SELECTED TEXT
--- START ---

Why Israel is even less likely to strike Iran now
All the recent data points in the "will they, won't they" speculation about an Israeli strike on Iran point to this: The already slim odds have gotten slimmer.
Sure, a long piece in Foreign Policy this month, sourced entirely to unnamed US officials, makes the case that Israel has extensive influence in Azerbaijan, which could make a unilateral Israeli attack on Iran easier.
But that story appears to be but one salvo in a broader Obama administration strategy to signal through the press that it doesn't want Israel to strike Iran's nuclear program, even as it seeks to assure Israel that it is committed to its defense.
At every turn, the US has hemmed Israel in (probably the reason so many "anonymous" officials fed the Azerbaijan story to FP). They have made it clear that they will truly be on their own if they attack unilaterally (read: You won't force us into a war of your own choosing).
John Bolton, the hawkish former US ambassador to the UN, characterized the story as an intentional Obama effort to undermine Israel. "Clearly, this is an administration-orchestrated leak.... it's just unprecedented to reveal this kind of information about one of your own allies,” he told Fox.

--- END ---

MATERIAL

--- START ---

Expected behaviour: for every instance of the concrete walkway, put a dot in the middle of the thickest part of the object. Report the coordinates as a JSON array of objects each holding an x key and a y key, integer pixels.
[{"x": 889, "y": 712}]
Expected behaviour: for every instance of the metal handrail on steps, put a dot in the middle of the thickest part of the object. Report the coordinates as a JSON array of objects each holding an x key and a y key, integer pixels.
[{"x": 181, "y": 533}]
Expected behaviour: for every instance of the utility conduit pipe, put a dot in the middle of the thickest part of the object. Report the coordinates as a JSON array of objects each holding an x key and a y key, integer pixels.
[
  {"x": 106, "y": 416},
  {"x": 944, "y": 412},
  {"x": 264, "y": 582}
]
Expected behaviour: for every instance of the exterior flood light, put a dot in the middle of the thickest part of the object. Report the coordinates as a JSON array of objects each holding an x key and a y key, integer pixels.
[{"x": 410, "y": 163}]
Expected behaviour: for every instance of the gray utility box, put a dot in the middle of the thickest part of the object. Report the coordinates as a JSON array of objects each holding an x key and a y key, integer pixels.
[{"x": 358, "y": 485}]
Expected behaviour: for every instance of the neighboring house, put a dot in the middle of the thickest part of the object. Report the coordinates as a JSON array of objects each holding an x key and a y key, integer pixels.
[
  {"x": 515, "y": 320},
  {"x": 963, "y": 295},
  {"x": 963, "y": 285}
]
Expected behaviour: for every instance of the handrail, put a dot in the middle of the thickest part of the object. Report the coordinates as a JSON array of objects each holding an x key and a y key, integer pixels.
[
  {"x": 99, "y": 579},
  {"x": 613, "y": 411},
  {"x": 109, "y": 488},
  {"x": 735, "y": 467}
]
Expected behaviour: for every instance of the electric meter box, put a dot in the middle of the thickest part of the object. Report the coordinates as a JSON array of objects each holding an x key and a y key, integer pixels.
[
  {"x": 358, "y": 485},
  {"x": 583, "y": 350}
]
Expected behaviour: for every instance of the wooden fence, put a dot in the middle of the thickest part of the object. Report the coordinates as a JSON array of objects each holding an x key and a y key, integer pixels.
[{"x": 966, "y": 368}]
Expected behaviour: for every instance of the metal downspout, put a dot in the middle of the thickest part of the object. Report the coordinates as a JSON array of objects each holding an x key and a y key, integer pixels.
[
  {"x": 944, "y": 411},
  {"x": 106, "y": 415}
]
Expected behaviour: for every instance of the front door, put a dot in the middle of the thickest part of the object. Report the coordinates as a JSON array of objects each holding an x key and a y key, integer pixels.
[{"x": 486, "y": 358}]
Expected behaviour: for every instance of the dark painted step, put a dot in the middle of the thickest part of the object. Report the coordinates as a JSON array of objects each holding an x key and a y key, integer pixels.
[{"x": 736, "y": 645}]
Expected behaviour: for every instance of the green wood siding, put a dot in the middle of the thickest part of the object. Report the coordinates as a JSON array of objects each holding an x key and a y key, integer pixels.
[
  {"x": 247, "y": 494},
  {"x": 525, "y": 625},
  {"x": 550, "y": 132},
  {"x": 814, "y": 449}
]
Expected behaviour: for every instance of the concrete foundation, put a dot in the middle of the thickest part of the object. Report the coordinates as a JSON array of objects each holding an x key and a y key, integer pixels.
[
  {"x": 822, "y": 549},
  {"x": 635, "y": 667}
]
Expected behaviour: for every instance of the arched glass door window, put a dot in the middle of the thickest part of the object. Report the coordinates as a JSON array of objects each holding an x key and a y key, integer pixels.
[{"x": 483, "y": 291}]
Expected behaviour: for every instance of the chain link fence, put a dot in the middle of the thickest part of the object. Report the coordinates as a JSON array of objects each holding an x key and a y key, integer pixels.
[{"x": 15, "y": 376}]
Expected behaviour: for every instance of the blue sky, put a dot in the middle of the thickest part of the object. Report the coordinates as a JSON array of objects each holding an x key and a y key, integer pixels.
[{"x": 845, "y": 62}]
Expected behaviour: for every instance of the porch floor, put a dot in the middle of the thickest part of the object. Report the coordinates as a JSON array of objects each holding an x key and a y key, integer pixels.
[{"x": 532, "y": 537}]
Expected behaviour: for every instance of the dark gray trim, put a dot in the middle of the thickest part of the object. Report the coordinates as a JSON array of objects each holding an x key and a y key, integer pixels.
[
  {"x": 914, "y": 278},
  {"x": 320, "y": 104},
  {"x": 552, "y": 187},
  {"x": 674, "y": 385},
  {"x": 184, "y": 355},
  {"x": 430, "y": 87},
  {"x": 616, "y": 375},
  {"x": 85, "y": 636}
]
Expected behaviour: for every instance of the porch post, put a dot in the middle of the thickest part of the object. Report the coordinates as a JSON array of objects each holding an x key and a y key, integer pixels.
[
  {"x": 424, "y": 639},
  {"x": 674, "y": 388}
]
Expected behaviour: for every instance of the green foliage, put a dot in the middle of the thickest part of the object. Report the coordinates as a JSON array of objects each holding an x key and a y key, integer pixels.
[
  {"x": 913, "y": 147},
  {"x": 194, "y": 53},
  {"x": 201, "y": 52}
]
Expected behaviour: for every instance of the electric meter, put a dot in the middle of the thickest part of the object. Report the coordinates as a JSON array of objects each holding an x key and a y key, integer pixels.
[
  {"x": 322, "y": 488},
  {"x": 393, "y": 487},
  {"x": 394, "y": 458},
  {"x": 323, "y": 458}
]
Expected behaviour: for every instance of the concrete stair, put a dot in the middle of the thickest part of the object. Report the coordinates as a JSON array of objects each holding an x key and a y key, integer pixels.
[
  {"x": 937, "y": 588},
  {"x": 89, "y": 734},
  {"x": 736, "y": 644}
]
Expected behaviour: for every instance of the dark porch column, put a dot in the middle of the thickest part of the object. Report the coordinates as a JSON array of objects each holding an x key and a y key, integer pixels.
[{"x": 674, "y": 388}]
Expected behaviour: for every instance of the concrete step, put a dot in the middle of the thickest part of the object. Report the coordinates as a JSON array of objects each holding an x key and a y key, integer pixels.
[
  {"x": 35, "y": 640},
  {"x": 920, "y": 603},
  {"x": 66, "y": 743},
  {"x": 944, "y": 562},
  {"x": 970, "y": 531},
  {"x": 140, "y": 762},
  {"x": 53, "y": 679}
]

--- END ---

PROBLEM REQUIREMENTS
Pick up the article on the odds of an Israeli strike on Iran from its last sentence and carry it forward. The lines are separate material and have no connection to the article on Israel and Iran.

RESULT OF THE EXERCISE
Mr. Bolton is wrong about the "unprecedented" part; the US has frequently acted to hem in close allies, like Britain or France, when it deemed their military activities a threat to its interests, as the Eisenhower administration did against the joint Israeli-French-British invasion of Egypt during the Suez Crisis in 1956.
But he's certainly right that the Obama administration is worried about the damage to US interests that could be done by a solo Israeli attack on Iran.
In that context, it's hard not to see the Foreign Policy piece as anything other than an Obama administration attempt to stave off an Israeli attack through highlighting growing Israeli ties with the country. (Israel has certainly been seeking warm relations with Azerbaijan; in February, Israel said it had signed a $1.6 billion deal to provide drones and missile defense systems to the country.)
No carte blanche for Israel in Azerbaijan
The piece didn't say that Israel has been given bases of its own in Azerbaijan, or that it has been given carte blanche to use Azeri bases when it sees fit. The piece's central claim is that "four senior diplomats and military intelligence officers say that the United States has concluded that Israel has recently been granted access to airbases on Iran's northern border. To do what, exactly, is not clear."
The FP story led to immediate denials from Azeri officials. An Azeri defense spokesmen told a press conference on Friday that Israel will not be allowed to use the country's territory to attack Iran and said that unspecified press reports were designed to increase tensions between Iran and Azerbaijan.
That makes sense. While Iran's conventional military is puny compared to the US military, it dwarfs Azerbaijan's. Iran is a major trading partner for the country, and has a variety of means at its disposal to make life difficult for its northern neighbor in retaliation for an attack.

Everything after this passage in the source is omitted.